Written task:
Answer these questions from the text on the (v)pextr instructions below:
(a) What kind of register do these instructions extract data from?
(b) What range of imm8 values is given for pextrw?
(c) What happens to the value when the destination is a 32- or 64-bit general-purpose register?

The (v)pextrb, (v)pextrw, (v)pextrd, and (v)pextrq Instructions

  • The (v)pextrb, (v)pextrw, (v)pextrd, and (v)pextrq instructions extract a byte, word, dword, or qword from a 128-bit XMM register and copy this data to a general-purpose register or memory location.

pextrb reg32, xmmsrc, imm8  ; imm8 = 0 to 15
pextrb reg64, xmmsrc, imm8  ; imm8 = 0 to 15
pextrb mem8, xmmsrc, imm8   ; imm8 = 0 to 15

vpextrb reg32, xmmsrc, imm8 ; imm8 = 0 to 15
vpextrb reg64, xmmsrc, imm8 ; imm8 = 0 to 15
vpextrb mem8, xmmsrc, imm8  ; imm8 = 0 to 15

pextrw reg32, xmmsrc, imm8  ; imm8 = 0 to 7
pextrw reg64, xmmsrc, imm8  ; imm8 = 0 to 7
pextrw mem16, xmmsrc, imm8  ; imm8 = 0 to 7
vpextrw reg32, xmmsrc, imm8 ; imm8 = 0 to 7
vpextrw reg64, xmmsrc, imm8 ; imm8 = 0 to 7
vpextrw mem16, xmmsrc, imm8 ; imm8 = 0 to 7

pextrd reg32, xmmsrc, imm8  ; imm8 = 0 to 3
pextrd mem32, xmmsrc, imm8  ; imm8 = 0 to 3
vpextrd mem64, xmmsrc, imm8 ; imm8 = 0 to 3
vpextrd reg32, xmmsrc, imm8 ; imm8 = 0 to 3
vpextrd reg64, xmmsrc, imm8 ; imm8 = 0 to 3
vpextrd mem32, xmmsrc, imm8 ; imm8 = 0 to 3

pextrq reg64, xmmsrc, imm8  ; imm8 = 0 to 1
pextrq mem64, xmmsrc, imm8  ; imm8 = 0 to 1
vpextrq reg64, xmmsrc, imm8 ; imm8 = 0 to 1
vpextrq mem64, xmmsrc, imm8 ; imm8 = 0 to 1
  • The byte and word instructions expect a 32- or 64-bit general-purpose register as their destination or a memory location that is the same size as the instruction

  • The double-word and quad-word variants require a 32-bit or 64-bit general-purpose register, respectively. If the destination operand is a 32- or 64-bit general-purpose register, the instruction zero-extends the value to 32 or 64 bits, if necessary.

Data:
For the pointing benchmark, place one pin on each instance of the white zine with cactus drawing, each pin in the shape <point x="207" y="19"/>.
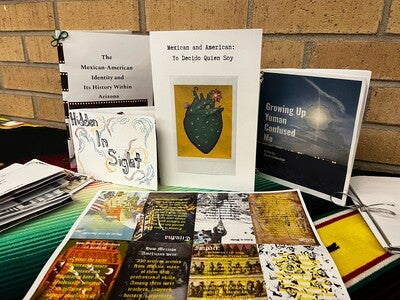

Answer to the exercise:
(a) A 128-bit XMM register.
(b) 0 to 7.
(c) The instruction zero-extends it to 32 or 64 bits, if necessary.